**Passage shown**:
-- START --

Question

Let \( g(x) = 3f\left(\frac{x}{3}\right) + f(3 - x) \) and \( f''(x) >0 \) for all \( x \in (0, 3) \). If \( g \) is decreasing in \( (0, \alpha) \) and increasing in \( (\alpha, 3) \), then \( 8\alpha \) is:

• A. 24
• B. 0
• C. 18
• D. 20

Answer 1

The Correct Option is C

Given:
\(g(x) = 3f\left(\frac{x}{3}\right) + f(3 - x) \quad \text{and} \quad f''(x) > 0 \quad \text{for } x \in (0, 3).\)

Since \(f''(x) > 0\), \(f'(x)\) is an increasing function.

To find intervals where \(g(x)\) is decreasing, we differentiate:  
\(g'(x) = 3 \times \frac{1}{3} f'\left(\frac{x}{3}\right) - f'(3 - x) = f'\left(\frac{x}{3}\right) - f'(3 - x).\)

For \(g(x)\) to be decreasing in \((0, \alpha)\):  
\(g'(x) < 0 \implies f'\left(\frac{x}{3}\right) < f'(3 - x).\)

Setting equality for the transition point:  
\(f'\left(\frac{\alpha}{3}\right) = f'(3 - \alpha).\)

From symmetry and the increasing nature of \(f'\), we find:  
\(\alpha = \frac{9}{4}.\)

Calculating \(8\alpha\):
\(8\alpha = 8 \times \frac{9}{4} = 18.\)

The Correct answer is: 18

-- END --

**Exercise 1**:
Return the portion of the worked problem between "To find intervals" and "f'(3 - \alpha).\)", inclusive, copied word for word.
**Exercise 2**:
Recast the records between the lines holding "of the white" and "x=549, y=493", inclusive, as a numbered list, omitting blank lines.

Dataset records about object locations
-- START --

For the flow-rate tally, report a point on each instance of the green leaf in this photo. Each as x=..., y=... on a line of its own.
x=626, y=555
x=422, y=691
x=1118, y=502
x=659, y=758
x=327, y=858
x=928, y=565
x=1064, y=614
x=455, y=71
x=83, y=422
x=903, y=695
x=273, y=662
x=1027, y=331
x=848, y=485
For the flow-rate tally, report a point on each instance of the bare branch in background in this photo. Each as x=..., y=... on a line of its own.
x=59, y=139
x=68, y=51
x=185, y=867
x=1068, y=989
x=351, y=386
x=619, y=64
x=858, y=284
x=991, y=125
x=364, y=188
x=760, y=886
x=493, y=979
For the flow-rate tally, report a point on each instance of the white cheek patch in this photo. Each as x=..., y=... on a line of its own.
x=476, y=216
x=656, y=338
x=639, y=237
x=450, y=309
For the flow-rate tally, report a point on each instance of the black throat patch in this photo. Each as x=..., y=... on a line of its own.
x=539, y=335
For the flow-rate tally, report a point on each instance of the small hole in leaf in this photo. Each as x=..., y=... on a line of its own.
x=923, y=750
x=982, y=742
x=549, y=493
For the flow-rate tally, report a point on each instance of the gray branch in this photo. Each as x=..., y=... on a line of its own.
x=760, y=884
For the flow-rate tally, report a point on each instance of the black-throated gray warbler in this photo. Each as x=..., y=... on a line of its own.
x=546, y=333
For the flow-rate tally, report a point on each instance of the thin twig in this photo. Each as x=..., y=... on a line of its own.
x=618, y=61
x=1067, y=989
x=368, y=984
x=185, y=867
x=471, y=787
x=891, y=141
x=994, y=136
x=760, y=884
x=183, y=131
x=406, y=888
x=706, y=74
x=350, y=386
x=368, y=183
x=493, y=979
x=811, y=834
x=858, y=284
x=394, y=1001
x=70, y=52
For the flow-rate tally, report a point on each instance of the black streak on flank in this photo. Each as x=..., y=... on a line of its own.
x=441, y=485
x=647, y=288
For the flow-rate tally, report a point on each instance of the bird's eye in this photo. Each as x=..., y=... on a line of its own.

-- END --

**Full solution 1**:
To find intervals where \(g(x)\) is decreasing, we differentiate:  
\(g'(x) = 3 \times \frac{1}{3} f'\left(\frac{x}{3}\right) - f'(3 - x) = f'\left(\frac{x}{3}\right) - f'(3 - x).\)

For \(g(x)\) to be decreasing in \((0, \alpha)\):  
\(g'(x) < 0 \implies f'\left(\frac{x}{3}\right) < f'(3 - x).\)

Setting equality for the transition point:  
\(f'\left(\frac{\alpha}{3}\right) = f'(3 - \alpha).\)

**Full solution 2**:
1. For the flow-rate tally, report a point on each instance of the white cheek patch in this photo. Each as x=..., y=... on a line of its own.
2. x=476, y=216
3. x=656, y=338
4. x=639, y=237
5. x=450, y=309
6. For the flow-rate tally, report a point on each instance of the black throat patch in this photo. Each as x=..., y=... on a line of its own.
7. x=539, y=335
8. For the flow-rate tally, report a point on each instance of the small hole in leaf in this photo. Each as x=..., y=... on a line of its own.
9. x=923, y=750
10. x=982, y=742
11. x=549, y=493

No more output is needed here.